### Petunjuk Tugas
[a] Tuliskan kembali bagian artikel tentang Pilgubsu dan lingkungan hidup di bawah, mulai dari "Dalam konteks pilgubsu" sampai dengan "di lapangan terbuka.", termasuk kata-kata penutup itu.
[b] Teruskan artikel tentang dampak kampanye Pilgubsu terhadap lingkungan hidup, dimulai setelah kalimat terakhirnya.

### Kutipan Sumber

********************

30 C
Medan
Friday, November 22, 2024
spot_img

Pilgubsu ‘Picu’ Deteriorasi Lingkungan Hidup

Oleh:Dede Prabowo Wiguna, SPd

Setiap kali ada even atau agenda pemilu, selalu yang dikorbankan adalah lingkungan. Walhasil, lingkungan menjadi rusak dan praktis menimbulkan efek negatif. Tidak terkecuali agenda lima tahunan yang sedang dinantinantikan oleh masyarakat Sumatera Utara yaitu Pilgubsu (Maret 2013). Menjelang pilgubsu periode 2013-2018, beragam cara dilakukan masing-masing Cagub untuk menang baik yang dari jalur independen maupun dari parpol. Dan kampanye politik merupakan sarana atau cara yang digunakan untuk menang disetiap event pemilu.

Memang sich, sebagai negara demokrasi pilgub menjadi agenda ‘wajib’ tiap-tiap provinsi untuk memilih secara langsung pemimpin idaman. Pemimpin yang diidamidamkan membawa perubahan sesuai janji dan embel-embel kampanye di belakangnya. Janji kampanye tentunya adalah program-program yang memberikan harapan bagi rakyat. Janji yang penuh “hiasan” kata-kata, seolah membius hati rakyat. Sehingga, nanti ketika hari ‘H’ rakyat memilih dirinya.

Politik Kotor
Di setiap pentas demokrasi seperti pilgubsu bukan hanya money politik (politik uang) saja yang dikatakan politik kotor, tetapi model kampanye yang tidak sesuai aturan juga merupakan politik kotor. Melakukan cara-cara yang “tidak halal” hanya untuk memenangkan pertarungan atau kompetisi politik.

Dalam konteks pilgubsu ada beberapa catatan yang menjadi sorotan terkait lingkungan hidup. Ketika cagubsu melakukan kampanye politik, sering kali memicu deteriorasi (proses perusakan) lingkungan hidup. Sebagai contoh, Pertama: kampanye yang dilakukan secara masif biasanya dengan cara kampanye akbar di lapangan terbuka.

********************

Catatan penunjukan objek pada foto
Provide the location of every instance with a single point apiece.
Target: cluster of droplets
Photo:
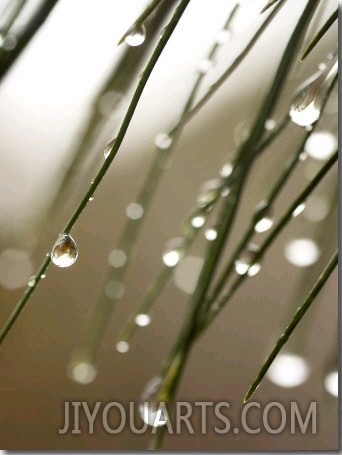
(136, 36)
(151, 410)
(246, 263)
(308, 100)
(64, 252)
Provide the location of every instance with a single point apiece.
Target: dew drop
(245, 264)
(210, 234)
(209, 193)
(64, 252)
(108, 148)
(198, 221)
(298, 210)
(150, 408)
(134, 211)
(82, 372)
(163, 141)
(32, 281)
(136, 37)
(142, 320)
(174, 251)
(226, 170)
(122, 347)
(309, 98)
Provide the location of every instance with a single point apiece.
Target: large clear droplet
(209, 193)
(64, 252)
(309, 98)
(82, 372)
(108, 148)
(136, 37)
(149, 407)
(174, 251)
(163, 141)
(246, 263)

********************

### Jawaban Berurutan
[a]
Dalam konteks pilgubsu ada beberapa catatan yang menjadi sorotan terkait lingkungan hidup. Ketika cagubsu melakukan kampanye politik, sering kali memicu deteriorasi (proses perusakan) lingkungan hidup. Sebagai contoh, Pertama: kampanye yang dilakukan secara masif biasanya dengan cara kampanye akbar di lapangan terbuka.

[b]
Tentu masyarakat akan terpusat dan berkumpul untuk mendengarkan janji kampanye maupun ‘ocehan’ masing-masing Cagubsu. Setelah selesai, tak enak dipandang mata sampah berserakan dimana-mana sehingga material sampah menyebabkan lingkungan hidup menjadi tercemar.

Kedua: pemasangan spanduk, poster, pamflet, dan sebagainya itu di paku ke pohon-pohon atau tumbuhan. Kampanye ini dikategorikan perusakan lingkungan. Jika pohon tersebut bisa berkata maka kemungkinannya pohon itu akan mengatakan “sakit! Jangan kau rusak tubuh ku..Sebab, tumbuhan itu adalah bagian dari biosfera dan tergolong mahluk hidup untuk menyeimbangkan ekosistem.

Ketiga: masih teringat di benak kita, yang sering dilakukan setiap pilgubsu yaitu konvoi. Model kampanye ini selalu menggunakan kendaraan roda empat (mobil, bus, angkot) dan roda dua (sepeda motor) dimana kampanye seperti ini telah menambah banyak sekali emisi dan karbon dioksida (CO2) sehingga dapat mengakibatkan polusi udara.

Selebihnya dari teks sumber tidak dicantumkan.